Records from a collection
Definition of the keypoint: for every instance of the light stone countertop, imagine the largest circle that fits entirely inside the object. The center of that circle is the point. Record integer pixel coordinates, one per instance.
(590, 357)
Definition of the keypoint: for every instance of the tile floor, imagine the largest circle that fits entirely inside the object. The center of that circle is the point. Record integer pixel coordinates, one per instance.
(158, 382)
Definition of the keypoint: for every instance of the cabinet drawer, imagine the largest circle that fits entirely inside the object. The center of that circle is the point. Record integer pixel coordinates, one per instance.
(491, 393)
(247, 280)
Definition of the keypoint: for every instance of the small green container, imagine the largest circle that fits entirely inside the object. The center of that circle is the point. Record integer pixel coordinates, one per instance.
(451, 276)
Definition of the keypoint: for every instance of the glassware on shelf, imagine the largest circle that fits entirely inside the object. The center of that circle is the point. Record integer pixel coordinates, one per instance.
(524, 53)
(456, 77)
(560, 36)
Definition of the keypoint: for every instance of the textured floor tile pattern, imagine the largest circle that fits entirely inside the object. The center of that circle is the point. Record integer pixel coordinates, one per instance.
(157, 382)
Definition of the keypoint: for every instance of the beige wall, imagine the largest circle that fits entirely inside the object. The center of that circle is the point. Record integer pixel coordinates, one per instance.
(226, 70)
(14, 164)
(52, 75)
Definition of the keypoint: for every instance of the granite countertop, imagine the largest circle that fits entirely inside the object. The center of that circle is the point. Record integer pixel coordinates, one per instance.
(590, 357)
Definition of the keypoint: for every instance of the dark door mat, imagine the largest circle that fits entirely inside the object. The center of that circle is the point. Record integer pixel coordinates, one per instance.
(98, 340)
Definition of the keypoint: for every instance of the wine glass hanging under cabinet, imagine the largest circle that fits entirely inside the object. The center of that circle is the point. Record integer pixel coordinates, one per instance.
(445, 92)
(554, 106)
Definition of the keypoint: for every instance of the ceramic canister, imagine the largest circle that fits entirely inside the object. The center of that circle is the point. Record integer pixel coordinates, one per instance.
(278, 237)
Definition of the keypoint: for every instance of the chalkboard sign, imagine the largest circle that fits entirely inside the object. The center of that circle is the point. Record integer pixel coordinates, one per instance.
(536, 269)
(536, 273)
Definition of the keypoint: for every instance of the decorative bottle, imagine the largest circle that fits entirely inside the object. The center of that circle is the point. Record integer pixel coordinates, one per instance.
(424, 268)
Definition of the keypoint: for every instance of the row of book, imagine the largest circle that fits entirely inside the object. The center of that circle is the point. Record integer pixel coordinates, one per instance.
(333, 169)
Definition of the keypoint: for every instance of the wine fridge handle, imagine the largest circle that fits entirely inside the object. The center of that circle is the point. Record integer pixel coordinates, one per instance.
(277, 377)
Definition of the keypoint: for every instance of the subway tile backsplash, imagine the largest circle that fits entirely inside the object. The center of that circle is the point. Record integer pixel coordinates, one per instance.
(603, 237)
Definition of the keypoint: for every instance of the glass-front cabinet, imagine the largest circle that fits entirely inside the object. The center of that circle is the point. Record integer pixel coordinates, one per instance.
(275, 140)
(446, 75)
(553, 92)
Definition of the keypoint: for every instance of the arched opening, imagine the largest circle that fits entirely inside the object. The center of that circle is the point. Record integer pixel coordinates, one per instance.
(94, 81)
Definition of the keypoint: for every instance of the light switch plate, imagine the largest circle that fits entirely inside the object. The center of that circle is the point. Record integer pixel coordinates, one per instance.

- _The problem_: Transcribe the records exactly as given.

- _Reply_:
Definition of the keypoint: for every instance of the light stone countertop, imagine the largest circle that fits entirely inside the object. The center of that circle is the point. Record integer pixel coordinates, one per instance.
(590, 357)
Definition of the keypoint: for every instance of the tile floor, imagine the largest circle that fits entirely inside the object. The center of that circle is the point. Record integer pixel coordinates, one per instance.
(158, 382)
Definition of the keypoint: for every instance of the cabinet drawer, imagine the largest circle that fits entirely inside the object. The center of that circle is the point. Record integer pixel coordinates, one per instance.
(491, 393)
(247, 280)
Definition of the keypoint: for every instance of the small green container, imagine the largest circle that fits entirely inside the object. The center of that circle is the point. Record integer pixel coordinates, one per instance.
(451, 276)
Definition of the keypoint: for every instance of the glassware on shelf, imagine the largest circle that fits entirely inside the object. The center of that circle is the point. Record integer pixel coordinates, one per instance.
(524, 53)
(456, 77)
(560, 36)
Definition of the keypoint: for every instance of the textured floor tile pattern, imagine the largest circle that fits entirely inside the object. The center of that circle is the point. Record integer pixel coordinates, one per instance.
(157, 382)
Definition of the keypoint: for every instance of the beige wall, imagine the largest circle that fits entirely inside the object. The center of that circle is the point. Record integer pixel coordinates, one per instance.
(226, 70)
(14, 164)
(52, 75)
Definition of the keypoint: for every instance of the granite countertop, imagine the largest circle that fits entirely inside the object. The center of that circle is the point. Record integer pixel coordinates, one per instance.
(590, 357)
Definition of the keypoint: for every instance of the dark door mat, imagine the largest circle that fits entirely inside the object. The center of that circle is the point. Record integer pixel coordinates, one per instance.
(98, 340)
Definition of the keypoint: for every instance of the wine glass hanging under cabinet, imagine the largest circle that fits entirely inside the object. The center of that circle is the point. Record integer pixel coordinates, one per instance.
(445, 92)
(554, 106)
Definition of the keypoint: for every instance of the ceramic canister, imagine the largest circle that fits entirely inside the object. The center of that circle is the point. Record integer pixel coordinates, one per instance.
(278, 237)
Definition of the keypoint: for every instance of the chalkboard sign, imagine the largest circle that fits entirely inside the object. The center of that circle is the point. Record integer pixel coordinates, one per instance.
(536, 269)
(536, 273)
Definition of the keypoint: for every instance of the decorative bottle, imagine the largest circle that fits entirely inside the object. The center of that circle is the point. Record integer pixel coordinates, one per instance.
(424, 268)
Definition of the keypoint: for every instance of the row of book, imagine the largest circle that fits entirely inside the object. The center of that circle is the point. Record integer pixel coordinates, one per instance.
(333, 169)
Definition of the keypoint: for every instance of the wine fridge handle, imagine the largest circle that fits entirely inside the object. The center of that circle is the point. Record integer pixel coordinates, one per instance.
(277, 377)
Definition of the keypoint: for every instance of the subway tile backsplash, imagine the largest circle that fits entirely inside the object. The center of that circle is the point. Record integer pixel coordinates, one per instance.
(603, 237)
Definition of the keypoint: for every instance of the glass-front cabinet, imagine the largest circle that fits entirely inside the object. The center of that circle is the point. Record integer pixel coordinates, one per instance.
(275, 140)
(446, 75)
(553, 92)
Definition of the keypoint: for every instance of the arched opening, imagine the largest circle that fits entirely inside the object. The center of that circle is the point. Record integer pixel coordinates, one per instance.
(94, 81)
Definition of the keypoint: for every instance of the light switch plate, imagine the largest circle that fits entirely inside the object. The center of that circle is the point. Record integer pixel coordinates, one per instance.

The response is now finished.